#### [Check your understanding]
(1) In the Istanbul Design Biennial announcement, what space is the project exhibited in?
(2) Using the Istanbul Design Biennial announcement, explain what the project aims to do beyond featuring historical objects and how it carries out that aim.

#### [Selected extract]
A Media Archaeology of Ingenious Designs
The Istanbul Design Biennial launches this week and we are glad to announce to be one of the invited participants. Our project with Ayhan Ayteş on the Middle-East legacy of technology and design is exhibited in the Studio X space. Besides featuring objects from this particular historical period of approximately 800-1200, the idea is to make this heritage enter into a conversation with speculative design, an alternative geopolitics of technology and imaginaries of design and media. This is executed in the form of seminar with Laura Marks and Azadeh Emadi (19th of November) and a workshop (November 20) on the design fictions and media archaeological imaginations of past futures, and imaginary realities of Middle East and technology. A lot of our thinking behind this programme has been influenced by the Variantology-project (Siegfried Zielinski et al).

The Elephant Clock, from The Book of Knowledge of Ingenious Devices (1206), (Topkapi Sarayi Library, Ahmet III, Ms. 3472)

#### [Text-to-region grounding data]

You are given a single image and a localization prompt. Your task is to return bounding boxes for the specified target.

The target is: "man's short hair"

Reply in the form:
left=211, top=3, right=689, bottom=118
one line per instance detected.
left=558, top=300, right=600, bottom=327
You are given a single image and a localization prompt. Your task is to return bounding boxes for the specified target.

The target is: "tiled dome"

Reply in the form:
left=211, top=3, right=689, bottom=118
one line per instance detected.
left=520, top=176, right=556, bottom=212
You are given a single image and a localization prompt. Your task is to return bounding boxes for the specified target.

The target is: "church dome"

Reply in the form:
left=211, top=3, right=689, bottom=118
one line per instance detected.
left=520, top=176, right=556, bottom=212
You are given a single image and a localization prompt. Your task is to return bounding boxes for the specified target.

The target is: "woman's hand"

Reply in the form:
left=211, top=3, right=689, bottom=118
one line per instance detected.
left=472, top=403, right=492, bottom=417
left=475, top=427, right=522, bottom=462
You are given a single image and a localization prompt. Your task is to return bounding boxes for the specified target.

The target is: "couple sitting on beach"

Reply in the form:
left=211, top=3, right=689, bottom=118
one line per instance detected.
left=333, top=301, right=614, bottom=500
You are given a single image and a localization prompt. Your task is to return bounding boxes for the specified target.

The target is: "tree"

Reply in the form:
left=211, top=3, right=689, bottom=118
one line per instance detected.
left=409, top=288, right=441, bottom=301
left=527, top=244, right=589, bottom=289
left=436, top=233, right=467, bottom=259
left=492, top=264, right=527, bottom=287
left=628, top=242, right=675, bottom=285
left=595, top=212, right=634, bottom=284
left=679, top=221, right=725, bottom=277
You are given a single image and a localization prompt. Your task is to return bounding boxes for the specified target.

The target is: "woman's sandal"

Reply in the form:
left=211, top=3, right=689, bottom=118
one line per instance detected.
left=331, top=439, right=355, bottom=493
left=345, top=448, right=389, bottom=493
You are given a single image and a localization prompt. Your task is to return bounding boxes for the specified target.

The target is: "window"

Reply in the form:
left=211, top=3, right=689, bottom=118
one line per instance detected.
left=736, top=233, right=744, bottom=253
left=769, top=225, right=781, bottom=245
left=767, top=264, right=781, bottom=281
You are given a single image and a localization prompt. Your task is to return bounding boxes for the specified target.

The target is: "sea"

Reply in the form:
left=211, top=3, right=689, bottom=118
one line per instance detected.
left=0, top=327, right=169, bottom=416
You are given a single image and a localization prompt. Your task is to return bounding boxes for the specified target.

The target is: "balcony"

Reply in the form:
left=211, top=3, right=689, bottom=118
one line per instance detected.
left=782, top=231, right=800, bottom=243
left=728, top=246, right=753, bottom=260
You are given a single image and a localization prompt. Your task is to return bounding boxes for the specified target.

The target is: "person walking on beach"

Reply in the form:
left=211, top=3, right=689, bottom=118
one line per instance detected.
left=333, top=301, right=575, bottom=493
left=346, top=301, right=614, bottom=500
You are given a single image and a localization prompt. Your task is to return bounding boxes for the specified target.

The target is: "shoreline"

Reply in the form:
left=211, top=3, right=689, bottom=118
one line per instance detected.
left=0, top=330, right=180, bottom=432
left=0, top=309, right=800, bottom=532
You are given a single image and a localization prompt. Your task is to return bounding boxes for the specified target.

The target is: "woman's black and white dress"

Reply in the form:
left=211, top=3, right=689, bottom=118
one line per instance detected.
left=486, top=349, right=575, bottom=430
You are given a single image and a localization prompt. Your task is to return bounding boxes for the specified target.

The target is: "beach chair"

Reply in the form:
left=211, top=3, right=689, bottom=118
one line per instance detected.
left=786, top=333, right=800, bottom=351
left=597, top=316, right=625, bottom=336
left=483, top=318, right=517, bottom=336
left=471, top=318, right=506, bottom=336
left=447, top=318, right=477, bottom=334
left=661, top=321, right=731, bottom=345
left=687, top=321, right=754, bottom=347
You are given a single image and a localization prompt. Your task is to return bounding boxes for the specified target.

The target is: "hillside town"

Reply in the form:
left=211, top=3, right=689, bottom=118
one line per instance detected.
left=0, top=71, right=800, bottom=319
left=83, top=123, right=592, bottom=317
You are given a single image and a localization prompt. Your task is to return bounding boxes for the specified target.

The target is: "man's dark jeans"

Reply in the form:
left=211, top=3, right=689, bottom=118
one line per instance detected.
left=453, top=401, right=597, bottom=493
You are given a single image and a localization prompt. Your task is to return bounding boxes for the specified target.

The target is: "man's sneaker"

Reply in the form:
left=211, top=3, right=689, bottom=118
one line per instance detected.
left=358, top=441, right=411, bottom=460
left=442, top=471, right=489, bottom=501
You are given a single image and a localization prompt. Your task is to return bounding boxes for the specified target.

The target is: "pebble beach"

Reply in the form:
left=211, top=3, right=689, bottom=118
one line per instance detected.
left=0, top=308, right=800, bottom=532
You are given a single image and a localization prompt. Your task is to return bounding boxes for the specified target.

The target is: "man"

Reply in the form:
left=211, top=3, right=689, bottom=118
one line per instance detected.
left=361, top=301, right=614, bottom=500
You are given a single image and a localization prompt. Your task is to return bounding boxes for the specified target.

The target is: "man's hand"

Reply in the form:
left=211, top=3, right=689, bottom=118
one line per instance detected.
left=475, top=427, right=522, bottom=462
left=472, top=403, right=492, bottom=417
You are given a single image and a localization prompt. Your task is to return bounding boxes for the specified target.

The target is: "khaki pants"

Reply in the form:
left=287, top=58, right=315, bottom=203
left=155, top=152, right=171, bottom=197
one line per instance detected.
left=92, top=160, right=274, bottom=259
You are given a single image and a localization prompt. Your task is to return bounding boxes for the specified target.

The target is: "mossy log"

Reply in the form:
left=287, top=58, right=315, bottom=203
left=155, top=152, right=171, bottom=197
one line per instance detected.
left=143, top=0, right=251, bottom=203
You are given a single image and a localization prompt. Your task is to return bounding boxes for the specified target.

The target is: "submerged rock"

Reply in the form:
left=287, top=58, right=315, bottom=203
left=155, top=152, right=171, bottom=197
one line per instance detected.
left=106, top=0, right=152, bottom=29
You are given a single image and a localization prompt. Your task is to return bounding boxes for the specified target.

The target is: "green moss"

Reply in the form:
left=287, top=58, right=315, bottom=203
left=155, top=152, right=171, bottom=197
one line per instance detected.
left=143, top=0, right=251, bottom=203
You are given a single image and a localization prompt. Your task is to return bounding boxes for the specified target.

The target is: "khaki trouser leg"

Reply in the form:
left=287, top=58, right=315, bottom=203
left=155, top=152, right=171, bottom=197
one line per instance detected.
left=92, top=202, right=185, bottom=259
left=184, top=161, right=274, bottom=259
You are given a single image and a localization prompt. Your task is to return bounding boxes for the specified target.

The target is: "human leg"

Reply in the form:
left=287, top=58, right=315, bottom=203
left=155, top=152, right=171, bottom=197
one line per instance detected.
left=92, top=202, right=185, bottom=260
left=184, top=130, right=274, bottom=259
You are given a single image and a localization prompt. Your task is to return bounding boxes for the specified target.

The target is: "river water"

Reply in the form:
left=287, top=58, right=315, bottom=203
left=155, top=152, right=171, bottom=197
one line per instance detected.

#### [Answers in order]
(1) The Studio X space.

(2) Beyond featuring objects from about 800-1200, the project aims to bring that Middle-East heritage into conversation with speculative design, an alternative geopolitics of technology, and imaginaries of design and media. It does this through a seminar with Laura Marks and Azadeh Emadi on November 19 and a workshop on November 20.